----- Excerpt to read

The World Trade Organisation’s latest outlook for global trade makes grim reading. The Covid-19 pandemic could cause a drop in world trade of bewteen 13% and 32% in 2020. The trade community has been watching inventory stock plummet since February and while at the outset of the crisis this was simply a supply chain disruption, the complete global lockdown of our daily lives has caused a drop in global demand for goods and services like no other in recent memory. Even the IMF, which has been one of the more optimistic global forecasters over the last decade, is predicting a drop in global growth of up to 3%.

Within all of this mayhem, spare a thought for the smaller businesses that form part of the global supply chains that define the way in which global trade works. These businesses are at the end of the supply chains and reliant on payment of invoices for their finance. They may have well have contracts to supply goods or services to players further along the chain, but if the whole trade system grinds to a halt, then these invoices are not paid; the contracts are not honoured – very simply because the goods at the end are not delivered to the client.

----------

*About this task*: Give the global trade passage again between "Within all of" and "to the client.", inclusive, changing "invoices" to "bills" throughout.

----- The data

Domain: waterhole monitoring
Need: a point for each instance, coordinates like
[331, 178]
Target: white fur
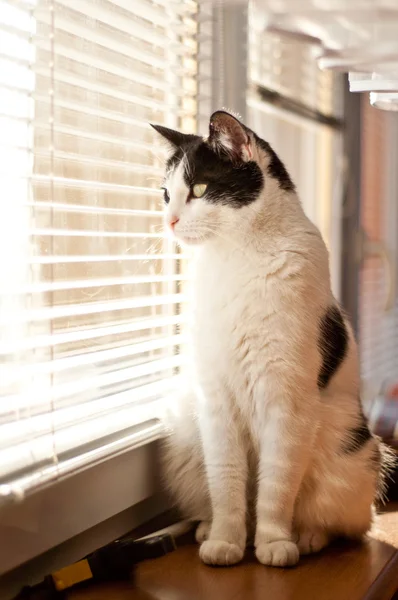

----------

*Answer for this exercise*:
Within all of this mayhem, spare a thought for the smaller businesses that form part of the global supply chains that define the way in which global trade works. These businesses are at the end of the supply chains and reliant on payment of bills for their finance. They may have well have contracts to supply goods or services to players further along the chain, but if the whole trade system grinds to a halt, then these bills are not paid; the contracts are not honoured – very simply because the goods at the end are not delivered to the client.